--- START OF SELECTED EXTRACT ---
Create a job on the inter queue. You will need to search for the node with the least heavy traffic. The following command searches for that node and launches on it directly. Make sure you replace <your_project_code
with the correct code.
bsub -q inter -P <your_project_code> -m $(cat <(lsload -w | grep ok | grep -m 1 worker-i | awk '{print $1}')) -Is bash
When this is ready you will see:
Job <job_id> is submitted to queue <inter>.
<<Waiting for dispatch ...>>
<<Starting on lsfworker-<COMPUTE_NODE>.helix.prod.aws.gel.ac>>
Take note of the COMPUTE_NODE. You will need this later.
Now activate the anaconda environment and launch your Jupyter Lab session:
source /resources/conda/miniconda3/bin/activate
conda activate 2022_base
jupyter lab --no-browser --ip="*" --port=REMOTE_PORT
By default Jupyter Lab will run on port 8888, which is the same default port used by a number of other tools such as Jupyter Notebooks and RStudio. You should choose your own port number between 8000 and 9000 to ensure access to other tools.
Once the Jupyter Lab session has been launched you will see:
Connecting to your HPC session within the Research Environment¶
You will need to create a tunnel session to the compute node. Open a new terminal, keeping the other one open.
Establish the SSH tunnel:
ssh -4 -L <PORT>:lsfworker-<COMPUTE_NODE>.helix.prod.aws.gel.ac:<PORT> <username>@lsflogin-helix0.helix.prod.aws.gel.ac
In the above command <username>@lsflogin-helix0.helix.prod.aws.gel.ac
will be your usual HPC login.
And enter your password
Now launch Firefox. Go back to the first terminal you had open, copy the URL and paste it into Firefox. The URL will look like http://127.0.0.1:REMOTE_PORT/lab?token=TOKEN
Now you can work with Jupyter.
--- END OF SELECTED EXTRACT ---
--- START OF ENTRIES ---
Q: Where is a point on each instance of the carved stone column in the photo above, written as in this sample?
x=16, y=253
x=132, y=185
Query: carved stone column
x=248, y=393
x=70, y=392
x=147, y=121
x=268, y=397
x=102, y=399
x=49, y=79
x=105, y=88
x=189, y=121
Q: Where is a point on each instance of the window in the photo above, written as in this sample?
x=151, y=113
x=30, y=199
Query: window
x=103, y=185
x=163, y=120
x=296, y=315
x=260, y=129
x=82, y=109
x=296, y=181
--- END OF ENTRIES ---
--- START OF ENTRIES ---
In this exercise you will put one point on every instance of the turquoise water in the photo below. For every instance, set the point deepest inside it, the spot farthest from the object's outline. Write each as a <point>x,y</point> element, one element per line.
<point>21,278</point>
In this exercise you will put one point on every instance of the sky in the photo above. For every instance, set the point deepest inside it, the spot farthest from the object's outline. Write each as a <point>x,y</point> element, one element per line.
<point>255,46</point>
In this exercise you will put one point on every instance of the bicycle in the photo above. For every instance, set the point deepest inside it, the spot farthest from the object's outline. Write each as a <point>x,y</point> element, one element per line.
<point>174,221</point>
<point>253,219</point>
--- END OF ENTRIES ---
--- START OF ENTRIES ---
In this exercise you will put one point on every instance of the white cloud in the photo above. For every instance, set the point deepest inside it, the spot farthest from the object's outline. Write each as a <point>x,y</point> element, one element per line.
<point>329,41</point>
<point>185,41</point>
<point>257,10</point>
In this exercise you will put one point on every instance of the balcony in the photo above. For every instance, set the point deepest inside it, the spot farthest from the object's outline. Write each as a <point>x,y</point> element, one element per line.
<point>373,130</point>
--- END OF ENTRIES ---
■ PROBLEM SET
1/ From the Jupyter Lab setup guide above, write out the passage between "Once the Jupyter" and "other one open.", inclusive.
2/ Render this sentence from the Jupyter Lab setup guide in Spanish: "Open a new terminal, keeping the other one open."

■ ANSWERS BELOW
1/
Once the Jupyter Lab session has been launched you will see:
Connecting to your HPC session within the Research Environment¶
You will need to create a tunnel session to the compute node. Open a new terminal, keeping the other one open.

2/ Abra una nueva terminal y mantenga abierta la otra.